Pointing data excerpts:
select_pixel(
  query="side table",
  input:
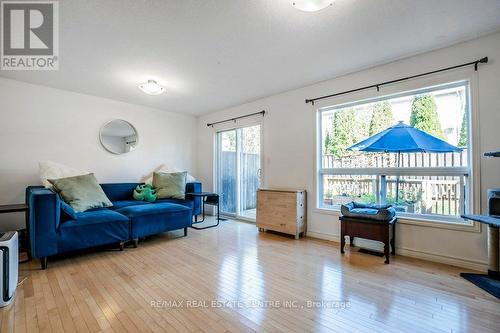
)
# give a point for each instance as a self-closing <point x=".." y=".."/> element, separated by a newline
<point x="24" y="241"/>
<point x="208" y="198"/>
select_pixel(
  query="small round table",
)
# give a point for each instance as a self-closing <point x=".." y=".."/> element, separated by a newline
<point x="208" y="198"/>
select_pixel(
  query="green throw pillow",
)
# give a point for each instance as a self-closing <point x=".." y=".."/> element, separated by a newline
<point x="145" y="192"/>
<point x="170" y="185"/>
<point x="81" y="192"/>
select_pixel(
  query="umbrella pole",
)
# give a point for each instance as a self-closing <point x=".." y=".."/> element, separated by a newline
<point x="397" y="179"/>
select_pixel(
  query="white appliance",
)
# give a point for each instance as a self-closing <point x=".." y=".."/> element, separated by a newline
<point x="8" y="266"/>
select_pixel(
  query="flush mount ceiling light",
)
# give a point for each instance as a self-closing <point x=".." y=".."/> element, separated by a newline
<point x="312" y="5"/>
<point x="152" y="88"/>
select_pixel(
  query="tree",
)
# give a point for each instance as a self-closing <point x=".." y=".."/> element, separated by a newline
<point x="424" y="115"/>
<point x="462" y="140"/>
<point x="344" y="133"/>
<point x="381" y="117"/>
<point x="329" y="148"/>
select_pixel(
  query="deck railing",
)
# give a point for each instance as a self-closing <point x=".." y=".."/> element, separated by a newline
<point x="417" y="194"/>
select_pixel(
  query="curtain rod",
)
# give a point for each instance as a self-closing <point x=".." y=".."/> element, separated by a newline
<point x="263" y="112"/>
<point x="475" y="63"/>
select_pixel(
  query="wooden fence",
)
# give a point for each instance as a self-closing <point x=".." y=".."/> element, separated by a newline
<point x="249" y="180"/>
<point x="421" y="195"/>
<point x="389" y="160"/>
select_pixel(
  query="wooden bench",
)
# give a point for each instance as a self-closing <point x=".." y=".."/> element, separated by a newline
<point x="382" y="231"/>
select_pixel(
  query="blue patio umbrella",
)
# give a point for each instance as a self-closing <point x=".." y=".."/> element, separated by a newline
<point x="402" y="138"/>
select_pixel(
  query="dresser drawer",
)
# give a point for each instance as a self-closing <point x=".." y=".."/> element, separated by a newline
<point x="281" y="211"/>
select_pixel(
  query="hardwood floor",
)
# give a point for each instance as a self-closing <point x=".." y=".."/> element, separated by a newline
<point x="135" y="290"/>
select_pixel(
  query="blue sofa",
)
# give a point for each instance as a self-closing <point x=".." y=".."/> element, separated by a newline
<point x="53" y="231"/>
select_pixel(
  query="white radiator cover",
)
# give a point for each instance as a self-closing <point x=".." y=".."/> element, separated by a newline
<point x="8" y="266"/>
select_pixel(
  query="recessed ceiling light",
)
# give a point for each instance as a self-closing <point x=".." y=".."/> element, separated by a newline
<point x="152" y="88"/>
<point x="312" y="5"/>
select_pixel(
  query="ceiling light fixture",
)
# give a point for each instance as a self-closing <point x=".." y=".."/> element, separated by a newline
<point x="152" y="88"/>
<point x="312" y="5"/>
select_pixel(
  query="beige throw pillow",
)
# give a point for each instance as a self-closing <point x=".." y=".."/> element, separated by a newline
<point x="170" y="185"/>
<point x="52" y="170"/>
<point x="81" y="192"/>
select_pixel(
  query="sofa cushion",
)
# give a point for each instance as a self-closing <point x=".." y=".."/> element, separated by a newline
<point x="119" y="191"/>
<point x="151" y="219"/>
<point x="170" y="185"/>
<point x="125" y="203"/>
<point x="67" y="212"/>
<point x="81" y="192"/>
<point x="152" y="209"/>
<point x="93" y="228"/>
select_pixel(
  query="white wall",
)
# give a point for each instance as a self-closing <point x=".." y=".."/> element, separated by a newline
<point x="39" y="123"/>
<point x="289" y="144"/>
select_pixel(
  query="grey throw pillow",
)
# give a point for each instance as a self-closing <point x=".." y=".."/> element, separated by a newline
<point x="81" y="192"/>
<point x="170" y="185"/>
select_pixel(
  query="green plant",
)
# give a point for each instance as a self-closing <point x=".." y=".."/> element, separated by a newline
<point x="462" y="140"/>
<point x="381" y="117"/>
<point x="424" y="115"/>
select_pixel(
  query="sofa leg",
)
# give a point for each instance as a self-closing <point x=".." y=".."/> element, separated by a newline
<point x="43" y="262"/>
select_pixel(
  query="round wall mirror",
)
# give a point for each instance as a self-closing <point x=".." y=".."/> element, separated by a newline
<point x="119" y="137"/>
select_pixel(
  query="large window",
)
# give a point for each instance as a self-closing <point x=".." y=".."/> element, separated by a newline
<point x="427" y="185"/>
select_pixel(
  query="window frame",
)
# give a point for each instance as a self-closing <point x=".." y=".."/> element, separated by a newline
<point x="441" y="81"/>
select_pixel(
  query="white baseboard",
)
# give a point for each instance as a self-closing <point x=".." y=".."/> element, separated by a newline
<point x="324" y="236"/>
<point x="444" y="259"/>
<point x="434" y="257"/>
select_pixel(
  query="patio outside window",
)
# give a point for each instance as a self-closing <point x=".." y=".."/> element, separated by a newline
<point x="430" y="185"/>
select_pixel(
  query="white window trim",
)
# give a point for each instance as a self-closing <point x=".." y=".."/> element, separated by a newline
<point x="464" y="74"/>
<point x="234" y="125"/>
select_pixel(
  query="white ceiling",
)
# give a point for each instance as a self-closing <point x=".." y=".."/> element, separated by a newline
<point x="212" y="54"/>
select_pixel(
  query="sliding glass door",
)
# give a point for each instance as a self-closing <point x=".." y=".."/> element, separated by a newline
<point x="239" y="170"/>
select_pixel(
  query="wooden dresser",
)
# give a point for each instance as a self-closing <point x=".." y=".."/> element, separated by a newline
<point x="282" y="210"/>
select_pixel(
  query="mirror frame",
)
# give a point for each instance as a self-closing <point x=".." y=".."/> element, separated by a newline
<point x="109" y="122"/>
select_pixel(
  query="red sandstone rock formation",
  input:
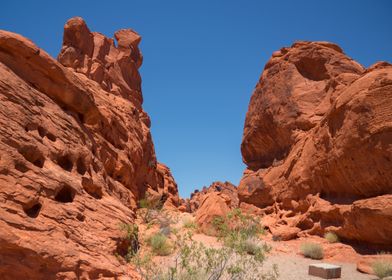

> **What the task requires**: Collect every line of the entries above that contains the string "window", matching case exactly.

> **Answer to this problem**:
  query="large window",
  query="window frame",
  query="patio outside window",
  query="white window trim",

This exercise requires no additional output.